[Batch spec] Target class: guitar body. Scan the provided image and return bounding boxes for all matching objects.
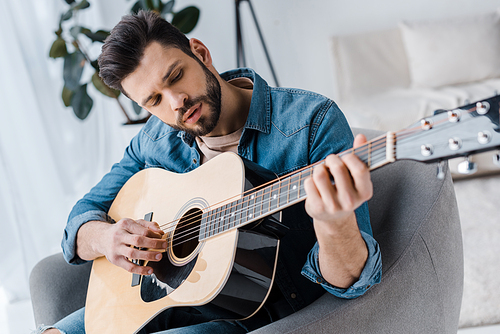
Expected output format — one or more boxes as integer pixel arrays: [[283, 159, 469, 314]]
[[85, 95, 500, 334], [85, 153, 279, 334]]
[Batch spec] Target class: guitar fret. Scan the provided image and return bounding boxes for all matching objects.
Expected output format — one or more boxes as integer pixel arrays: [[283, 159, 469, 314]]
[[278, 179, 290, 206], [262, 187, 271, 214], [269, 181, 281, 211]]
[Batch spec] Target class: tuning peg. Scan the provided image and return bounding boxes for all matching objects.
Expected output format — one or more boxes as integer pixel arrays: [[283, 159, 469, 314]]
[[457, 156, 477, 175], [493, 152, 500, 166], [436, 160, 444, 180]]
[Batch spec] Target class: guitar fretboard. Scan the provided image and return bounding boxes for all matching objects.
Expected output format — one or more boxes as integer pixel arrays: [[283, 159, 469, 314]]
[[199, 133, 395, 241]]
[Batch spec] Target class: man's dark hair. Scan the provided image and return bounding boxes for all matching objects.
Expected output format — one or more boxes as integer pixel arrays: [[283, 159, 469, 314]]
[[98, 11, 198, 95]]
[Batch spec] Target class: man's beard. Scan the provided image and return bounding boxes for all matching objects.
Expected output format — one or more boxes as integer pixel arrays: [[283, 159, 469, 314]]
[[171, 64, 221, 137]]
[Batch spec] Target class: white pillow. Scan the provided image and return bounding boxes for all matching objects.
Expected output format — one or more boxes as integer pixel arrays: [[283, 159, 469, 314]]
[[399, 12, 500, 88], [331, 28, 410, 101]]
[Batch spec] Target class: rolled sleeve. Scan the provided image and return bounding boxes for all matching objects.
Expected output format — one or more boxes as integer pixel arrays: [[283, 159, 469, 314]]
[[302, 231, 382, 299], [61, 210, 113, 264]]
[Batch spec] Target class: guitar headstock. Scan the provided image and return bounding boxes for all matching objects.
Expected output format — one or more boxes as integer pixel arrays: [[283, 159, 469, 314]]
[[395, 95, 500, 166]]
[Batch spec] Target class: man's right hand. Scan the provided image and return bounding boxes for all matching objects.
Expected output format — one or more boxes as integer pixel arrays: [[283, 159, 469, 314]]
[[76, 218, 167, 275]]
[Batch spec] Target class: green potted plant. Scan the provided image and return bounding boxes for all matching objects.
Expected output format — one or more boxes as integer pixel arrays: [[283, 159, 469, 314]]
[[49, 0, 200, 124]]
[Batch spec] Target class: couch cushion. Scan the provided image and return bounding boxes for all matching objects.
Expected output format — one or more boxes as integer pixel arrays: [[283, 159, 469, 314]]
[[400, 12, 500, 88]]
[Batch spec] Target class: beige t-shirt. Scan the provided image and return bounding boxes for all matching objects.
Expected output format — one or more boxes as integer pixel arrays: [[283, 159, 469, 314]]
[[196, 78, 253, 164]]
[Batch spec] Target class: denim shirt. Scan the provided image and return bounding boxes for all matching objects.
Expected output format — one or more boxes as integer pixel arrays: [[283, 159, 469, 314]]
[[62, 69, 382, 311]]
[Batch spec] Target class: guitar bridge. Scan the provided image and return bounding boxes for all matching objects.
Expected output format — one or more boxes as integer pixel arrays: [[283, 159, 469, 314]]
[[131, 212, 153, 287]]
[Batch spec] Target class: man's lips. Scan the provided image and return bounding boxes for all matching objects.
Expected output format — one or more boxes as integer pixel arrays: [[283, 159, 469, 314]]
[[182, 102, 201, 123]]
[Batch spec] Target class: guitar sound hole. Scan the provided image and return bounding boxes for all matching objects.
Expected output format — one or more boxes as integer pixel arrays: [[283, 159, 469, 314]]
[[172, 208, 202, 259]]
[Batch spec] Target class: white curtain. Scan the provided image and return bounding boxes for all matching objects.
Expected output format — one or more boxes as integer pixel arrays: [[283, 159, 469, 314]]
[[0, 0, 138, 302]]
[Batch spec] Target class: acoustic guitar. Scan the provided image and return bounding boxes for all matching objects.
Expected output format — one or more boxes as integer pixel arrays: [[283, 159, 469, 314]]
[[85, 95, 500, 334]]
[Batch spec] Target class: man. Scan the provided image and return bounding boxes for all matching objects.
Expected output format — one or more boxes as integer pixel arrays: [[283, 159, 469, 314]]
[[40, 12, 381, 333]]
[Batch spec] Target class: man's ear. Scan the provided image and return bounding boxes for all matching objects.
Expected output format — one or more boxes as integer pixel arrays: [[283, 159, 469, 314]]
[[189, 38, 212, 67]]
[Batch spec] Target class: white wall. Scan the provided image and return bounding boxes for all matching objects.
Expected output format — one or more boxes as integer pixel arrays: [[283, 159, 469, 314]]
[[171, 0, 500, 98], [95, 0, 500, 98]]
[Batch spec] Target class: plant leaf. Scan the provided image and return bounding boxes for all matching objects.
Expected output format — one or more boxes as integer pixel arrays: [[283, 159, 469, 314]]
[[61, 86, 75, 107], [161, 0, 175, 16], [71, 84, 94, 120], [63, 51, 86, 91], [172, 6, 200, 34], [49, 36, 68, 58], [130, 100, 142, 115], [73, 0, 90, 10], [130, 0, 144, 14], [92, 71, 120, 98], [69, 26, 83, 39]]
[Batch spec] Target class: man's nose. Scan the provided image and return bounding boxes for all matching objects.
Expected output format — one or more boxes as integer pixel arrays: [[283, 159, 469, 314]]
[[165, 91, 188, 110]]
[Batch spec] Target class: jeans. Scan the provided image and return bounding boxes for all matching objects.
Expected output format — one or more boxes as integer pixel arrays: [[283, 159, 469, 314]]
[[35, 305, 272, 334]]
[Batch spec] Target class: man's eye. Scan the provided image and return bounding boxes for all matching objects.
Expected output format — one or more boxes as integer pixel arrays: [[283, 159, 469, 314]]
[[151, 96, 161, 107], [172, 71, 182, 82]]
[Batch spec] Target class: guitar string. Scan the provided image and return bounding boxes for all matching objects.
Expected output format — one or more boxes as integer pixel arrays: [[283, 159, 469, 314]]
[[158, 137, 385, 241], [161, 129, 418, 247], [162, 121, 436, 246], [168, 111, 484, 246], [156, 133, 385, 232], [161, 103, 484, 247], [166, 140, 392, 246]]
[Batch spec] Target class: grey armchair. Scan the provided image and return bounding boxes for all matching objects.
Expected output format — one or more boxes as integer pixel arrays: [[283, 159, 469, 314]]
[[30, 129, 463, 334]]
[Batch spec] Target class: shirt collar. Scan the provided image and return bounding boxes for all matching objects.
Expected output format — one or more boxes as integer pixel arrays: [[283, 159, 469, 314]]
[[220, 68, 271, 133]]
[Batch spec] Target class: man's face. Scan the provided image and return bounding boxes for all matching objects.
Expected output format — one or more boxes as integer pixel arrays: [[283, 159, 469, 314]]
[[122, 42, 221, 136]]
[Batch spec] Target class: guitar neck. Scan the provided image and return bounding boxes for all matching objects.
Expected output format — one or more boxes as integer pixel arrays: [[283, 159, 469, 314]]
[[199, 132, 396, 241]]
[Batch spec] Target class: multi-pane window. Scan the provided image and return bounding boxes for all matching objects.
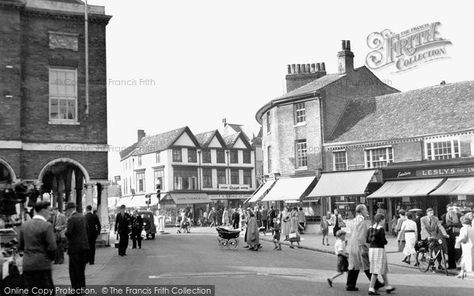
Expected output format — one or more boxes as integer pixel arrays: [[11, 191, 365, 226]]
[[296, 140, 308, 168], [425, 139, 461, 160], [153, 169, 165, 189], [229, 150, 239, 163], [333, 151, 347, 171], [136, 172, 145, 192], [242, 150, 252, 163], [49, 69, 77, 122], [216, 149, 225, 163], [202, 149, 211, 163], [267, 146, 272, 173], [230, 170, 239, 184], [365, 147, 393, 168], [188, 148, 197, 162], [244, 170, 252, 187], [266, 111, 272, 134], [294, 103, 306, 123], [173, 148, 183, 162], [174, 167, 197, 190], [137, 155, 142, 166], [217, 169, 227, 184], [202, 169, 212, 188]]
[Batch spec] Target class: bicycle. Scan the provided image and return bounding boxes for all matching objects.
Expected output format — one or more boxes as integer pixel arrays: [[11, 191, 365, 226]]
[[416, 238, 449, 275]]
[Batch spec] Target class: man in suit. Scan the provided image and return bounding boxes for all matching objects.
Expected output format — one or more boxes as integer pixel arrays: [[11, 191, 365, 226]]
[[115, 205, 131, 256], [18, 201, 57, 291], [66, 202, 89, 289], [86, 205, 101, 265]]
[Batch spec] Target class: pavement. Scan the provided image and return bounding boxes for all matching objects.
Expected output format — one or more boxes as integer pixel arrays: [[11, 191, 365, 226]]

————

### EXERCISE DETAILS:
Copy out the data verbatim, from the line containing "[Batch spec] Target class: man's face." through the line containing "[[199, 132, 396, 241]]", with both of those lines included.

### RESULT:
[Batch spec] Target class: man's face. Scan the provided image and return bounding boxes for all matching objects.
Expected output format — one or more boxes as integer pixel arrays: [[283, 159, 469, 314]]
[[122, 42, 221, 136]]
[Batch spec] Target class: guitar neck. Scan the provided image and return bounding boxes for all matching objects.
Expected output format — one or more boxes as integer pixel arrays: [[283, 159, 469, 314]]
[[199, 132, 396, 241]]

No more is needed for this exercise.